▶ Extracted text:
========================================

Borrowing from Music: Generating from Consonance and Dissonance
What comes to mind when you hear the word conflict? Did other words like misunderstanding, and frustration come to mind? Did you physically tense up? Or maybe have a memory of something unpleasant? You aren’t alone, even Merriam Webster heads to warfare as a synonym.
Teams often are told that they need to learn “conflict management” to be successful. Essentially, we’ve been telling teams for a long time that they need to avoid going to battle with each other. But is that the right lesson? Even when I work with teams navigating toxicity, I don’t call it conflict management.
Let’s talk Mozart
When coaching teams, I often use music as metaphor. The music is created by individuals, each bringing their own skills and perspectives together to create something unique.
Take a moment to listen to the beginning of Mozart’s String Quartet №19 — full of musical dissonance, which is powerful and evocative. Consonance and dissonance bring different qualities and emotions and experience to music, and without this variety our experience of music would be less rich.
Imagine that you have a team full of innovative problem solvers who are holding back because they are worried about conflict more than contributing their novel ideas. I imagine it’s like the team thinking they all need to be violins playing the same chord. And that’s not a song any of us want to listen to for long.
Skills to Generate from Consonance AND Dissonance
Rather than try to “manage conflict,” what if you imagined that your team could move fluidly through times of aligned, consonant thinking and challenging, dissonant thinking? The benefits of this are multifold: not only could you harness the creative and generative power of both states of being, but also your team would spend less time being frustrated with seeing things differently.
Building some team skills to navigate through consonance and dissonance has a few key ingredients:
- Ensure you’ve got the foundations of a healthy, communicative team. I usually work with the Team Diagnostic to help have a healthy dialogue on where the team sees itself here.
- Agree on language and agreements for inclusive dialogue. Practices such as Ouch/Oops can go a long way to help the team shift gears.
- Start by noticing when the team is in alignment/consonance and when it moves towards differences/dissonance — and notice what you notice. When your team pauses to generate awareness that they act differently when they sense dissonance, then it can make conscious choices about how to handle it differently. But first you have to notice.
From here, the team can appreciate the power of dissonance and become more skillful at those conversations.
Rhapsody
If you still need to be convinced that the interweaving of consonance and dissonance can lead to extraordinary music, take a listen to Bohemian Rhapsody. Whether or not you enjoy the song, critics argue it launched progressive rock into the mainstream (and some credit it with shifting the use of music video).
Your team might not be about to compose one of the UK’s best selling hits of all time, but imagine what it could do with the power of consonance and dissonance.

========================================

▶ Given information:

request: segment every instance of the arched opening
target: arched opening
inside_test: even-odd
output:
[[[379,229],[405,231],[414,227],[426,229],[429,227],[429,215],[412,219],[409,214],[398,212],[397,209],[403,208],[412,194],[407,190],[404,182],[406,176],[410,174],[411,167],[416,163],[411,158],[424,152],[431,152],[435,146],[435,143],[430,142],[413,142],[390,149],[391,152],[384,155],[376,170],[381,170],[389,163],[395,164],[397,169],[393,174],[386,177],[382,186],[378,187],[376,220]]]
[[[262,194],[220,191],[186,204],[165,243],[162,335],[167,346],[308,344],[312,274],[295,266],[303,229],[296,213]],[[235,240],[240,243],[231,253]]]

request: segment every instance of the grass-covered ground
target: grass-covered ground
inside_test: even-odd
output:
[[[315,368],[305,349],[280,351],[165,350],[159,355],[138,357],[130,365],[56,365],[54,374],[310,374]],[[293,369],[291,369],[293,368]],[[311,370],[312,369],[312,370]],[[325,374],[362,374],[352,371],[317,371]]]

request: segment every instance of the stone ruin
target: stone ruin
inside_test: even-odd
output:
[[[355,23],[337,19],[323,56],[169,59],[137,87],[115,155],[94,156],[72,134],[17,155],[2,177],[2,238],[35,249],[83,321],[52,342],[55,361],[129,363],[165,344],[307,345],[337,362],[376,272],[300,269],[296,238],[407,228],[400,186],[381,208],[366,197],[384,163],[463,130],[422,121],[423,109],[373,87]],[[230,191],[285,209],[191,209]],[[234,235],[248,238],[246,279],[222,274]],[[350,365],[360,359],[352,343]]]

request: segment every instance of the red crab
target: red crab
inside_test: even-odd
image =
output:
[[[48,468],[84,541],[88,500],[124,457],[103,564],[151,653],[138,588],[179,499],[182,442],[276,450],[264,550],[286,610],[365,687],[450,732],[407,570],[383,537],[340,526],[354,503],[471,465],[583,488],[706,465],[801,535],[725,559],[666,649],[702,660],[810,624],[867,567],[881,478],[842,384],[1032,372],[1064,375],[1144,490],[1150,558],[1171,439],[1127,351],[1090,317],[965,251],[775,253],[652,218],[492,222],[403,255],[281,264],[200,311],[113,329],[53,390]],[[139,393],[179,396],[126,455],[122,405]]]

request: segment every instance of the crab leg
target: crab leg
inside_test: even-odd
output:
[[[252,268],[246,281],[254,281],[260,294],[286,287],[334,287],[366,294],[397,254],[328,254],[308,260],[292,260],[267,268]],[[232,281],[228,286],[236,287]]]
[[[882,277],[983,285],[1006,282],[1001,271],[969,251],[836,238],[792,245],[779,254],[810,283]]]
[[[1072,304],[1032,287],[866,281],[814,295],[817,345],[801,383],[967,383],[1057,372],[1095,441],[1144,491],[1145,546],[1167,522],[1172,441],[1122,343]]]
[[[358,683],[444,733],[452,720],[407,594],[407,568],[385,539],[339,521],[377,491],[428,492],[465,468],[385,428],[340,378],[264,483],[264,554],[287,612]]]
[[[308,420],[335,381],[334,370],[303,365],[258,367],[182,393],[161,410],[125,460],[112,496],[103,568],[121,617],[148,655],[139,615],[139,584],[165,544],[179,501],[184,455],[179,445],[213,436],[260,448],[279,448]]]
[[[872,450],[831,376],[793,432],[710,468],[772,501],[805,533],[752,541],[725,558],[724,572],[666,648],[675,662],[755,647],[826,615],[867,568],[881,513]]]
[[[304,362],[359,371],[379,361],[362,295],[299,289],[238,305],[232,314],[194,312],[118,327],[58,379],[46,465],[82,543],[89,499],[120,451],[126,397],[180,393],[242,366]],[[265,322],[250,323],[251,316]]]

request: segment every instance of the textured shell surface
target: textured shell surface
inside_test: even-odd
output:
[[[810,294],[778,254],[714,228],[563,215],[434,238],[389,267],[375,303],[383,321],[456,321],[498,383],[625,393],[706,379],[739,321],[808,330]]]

========================================

▶ What the exercise asks:
Retype the passage from the article on consonance and dissonance in teams that begins at the words "Skills to Generate" and stops after the words "sees itself here.". Reproduce every word and punctuation mark without alteration.

▶ Exercise output:
Skills to Generate from Consonance AND Dissonance
Rather than try to “manage conflict,” what if you imagined that your team could move fluidly through times of aligned, consonant thinking and challenging, dissonant thinking? The benefits of this are multifold: not only could you harness the creative and generative power of both states of being, but also your team would spend less time being frustrated with seeing things differently.
Building some team skills to navigate through consonance and dissonance has a few key ingredients:
- Ensure you’ve got the foundations of a healthy, communicative team. I usually work with the Team Diagnostic to help have a healthy dialogue on where the team sees itself here.